Exercise objective =>
Copy every line in the records below that contains the string "jacket". Case counts.

==== Data for this task

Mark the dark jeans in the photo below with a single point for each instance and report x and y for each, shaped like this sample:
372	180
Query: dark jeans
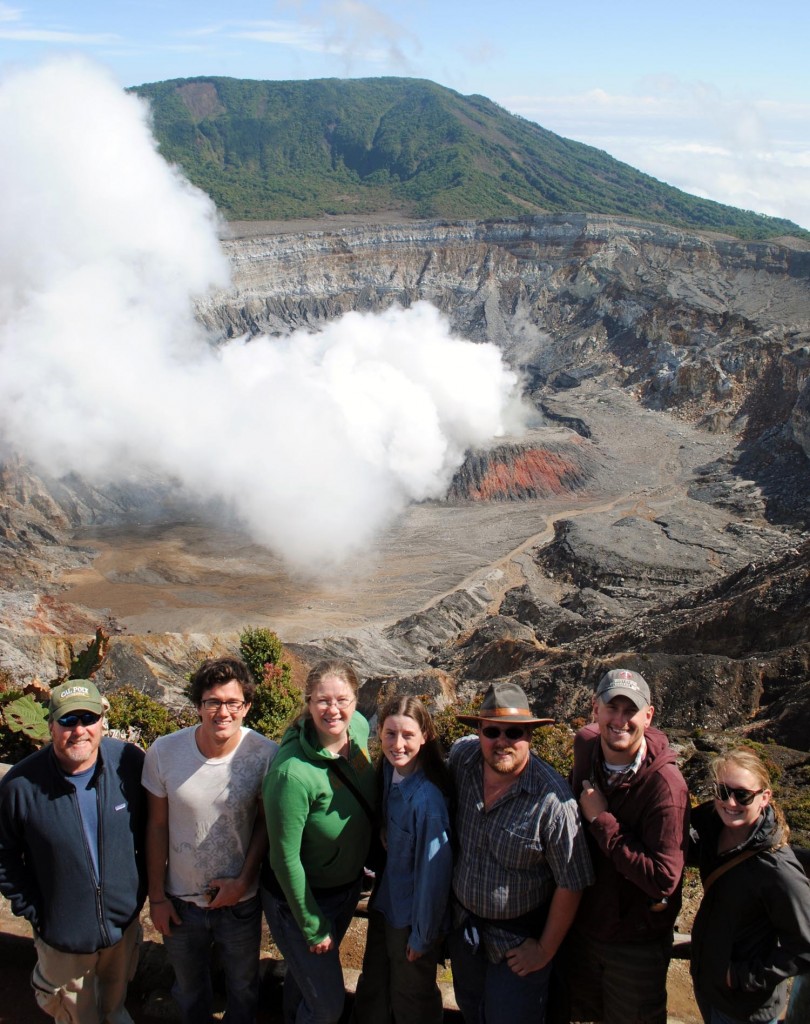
236	933
493	993
615	982
392	988
313	988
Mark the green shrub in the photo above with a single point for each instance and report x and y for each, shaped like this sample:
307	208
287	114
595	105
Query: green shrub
23	724
132	710
275	700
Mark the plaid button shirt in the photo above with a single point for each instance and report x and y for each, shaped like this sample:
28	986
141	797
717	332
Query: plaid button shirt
511	858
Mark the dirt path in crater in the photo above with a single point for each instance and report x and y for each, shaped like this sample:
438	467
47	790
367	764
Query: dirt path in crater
201	578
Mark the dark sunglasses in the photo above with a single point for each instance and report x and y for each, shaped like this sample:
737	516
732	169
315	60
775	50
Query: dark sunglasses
84	717
511	732
743	797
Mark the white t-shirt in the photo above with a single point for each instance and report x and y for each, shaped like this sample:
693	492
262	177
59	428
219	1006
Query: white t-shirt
212	807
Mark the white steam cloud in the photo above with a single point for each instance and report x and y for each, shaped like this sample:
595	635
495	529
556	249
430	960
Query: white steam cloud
315	441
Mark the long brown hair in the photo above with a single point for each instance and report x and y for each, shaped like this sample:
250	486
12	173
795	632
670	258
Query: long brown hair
431	757
340	670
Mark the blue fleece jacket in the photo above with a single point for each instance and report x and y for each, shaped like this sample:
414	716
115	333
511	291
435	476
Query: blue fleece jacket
46	869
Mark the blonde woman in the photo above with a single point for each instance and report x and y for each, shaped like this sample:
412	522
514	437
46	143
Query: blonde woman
753	928
318	801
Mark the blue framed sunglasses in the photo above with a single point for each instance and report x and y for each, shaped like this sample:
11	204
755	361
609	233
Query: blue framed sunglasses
75	718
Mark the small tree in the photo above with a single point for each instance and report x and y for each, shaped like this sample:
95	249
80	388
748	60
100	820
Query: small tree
142	718
276	699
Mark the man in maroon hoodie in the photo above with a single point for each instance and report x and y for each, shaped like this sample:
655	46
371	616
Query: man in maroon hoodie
635	805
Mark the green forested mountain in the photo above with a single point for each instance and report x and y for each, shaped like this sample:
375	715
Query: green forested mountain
283	150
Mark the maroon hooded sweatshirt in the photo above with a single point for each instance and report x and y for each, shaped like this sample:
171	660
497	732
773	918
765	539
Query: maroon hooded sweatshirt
638	845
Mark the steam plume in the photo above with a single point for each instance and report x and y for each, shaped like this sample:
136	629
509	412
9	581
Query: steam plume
315	440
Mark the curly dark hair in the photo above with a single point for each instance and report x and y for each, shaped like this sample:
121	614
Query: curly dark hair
217	672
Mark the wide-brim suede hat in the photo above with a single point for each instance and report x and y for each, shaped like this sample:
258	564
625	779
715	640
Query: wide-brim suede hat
505	702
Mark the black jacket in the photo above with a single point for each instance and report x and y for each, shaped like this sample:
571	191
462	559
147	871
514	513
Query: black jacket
45	866
754	921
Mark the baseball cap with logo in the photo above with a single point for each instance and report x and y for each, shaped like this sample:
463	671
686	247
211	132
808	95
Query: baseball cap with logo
76	694
624	682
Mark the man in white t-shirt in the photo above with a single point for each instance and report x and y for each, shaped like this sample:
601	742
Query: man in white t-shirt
205	842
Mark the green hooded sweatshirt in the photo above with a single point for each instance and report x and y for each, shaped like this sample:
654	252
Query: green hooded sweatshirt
318	833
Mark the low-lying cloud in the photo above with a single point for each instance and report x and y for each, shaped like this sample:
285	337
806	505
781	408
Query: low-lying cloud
315	440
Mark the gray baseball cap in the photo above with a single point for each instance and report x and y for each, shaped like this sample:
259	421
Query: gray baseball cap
624	682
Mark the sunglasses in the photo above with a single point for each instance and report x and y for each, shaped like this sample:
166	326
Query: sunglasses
75	718
511	732
743	797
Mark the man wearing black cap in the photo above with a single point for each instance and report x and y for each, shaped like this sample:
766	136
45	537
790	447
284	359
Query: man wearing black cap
521	864
72	820
635	804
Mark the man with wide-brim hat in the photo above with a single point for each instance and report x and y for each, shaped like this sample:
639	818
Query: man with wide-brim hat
521	865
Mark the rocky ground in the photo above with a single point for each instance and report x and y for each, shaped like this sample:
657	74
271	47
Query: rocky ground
150	999
657	516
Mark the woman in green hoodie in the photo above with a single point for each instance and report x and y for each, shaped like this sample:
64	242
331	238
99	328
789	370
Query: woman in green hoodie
318	796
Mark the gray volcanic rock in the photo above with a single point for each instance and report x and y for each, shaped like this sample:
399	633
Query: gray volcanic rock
670	549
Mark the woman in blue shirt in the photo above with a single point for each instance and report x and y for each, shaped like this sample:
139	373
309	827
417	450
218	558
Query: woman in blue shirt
409	908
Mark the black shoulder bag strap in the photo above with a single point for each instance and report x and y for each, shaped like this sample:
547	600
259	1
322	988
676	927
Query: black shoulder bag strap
336	767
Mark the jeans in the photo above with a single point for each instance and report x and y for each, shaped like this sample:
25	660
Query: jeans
313	987
615	982
493	993
236	933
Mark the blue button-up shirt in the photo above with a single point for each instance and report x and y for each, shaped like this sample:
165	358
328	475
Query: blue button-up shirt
416	882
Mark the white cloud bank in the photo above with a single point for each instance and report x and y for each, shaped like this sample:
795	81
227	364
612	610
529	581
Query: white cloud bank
745	153
315	440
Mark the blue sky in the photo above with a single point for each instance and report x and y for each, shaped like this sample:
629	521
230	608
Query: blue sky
713	97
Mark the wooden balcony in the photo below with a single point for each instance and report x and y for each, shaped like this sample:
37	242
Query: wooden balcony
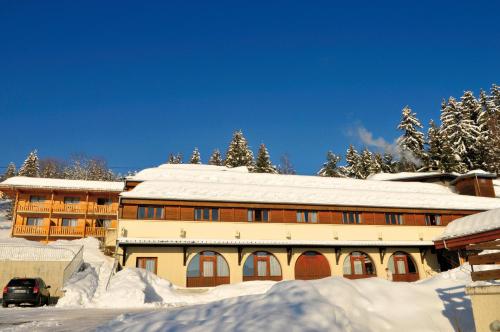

========

Correct result =>
Mark the blue fleece jacket in the photo above with a single point for each instance and report x and y for each, shaped like this sample:
Query: blue fleece jacket
Mark the black jacket in the photo above with a single point for each instance and report x and y for each, shaped like this sample:
Query: black jacket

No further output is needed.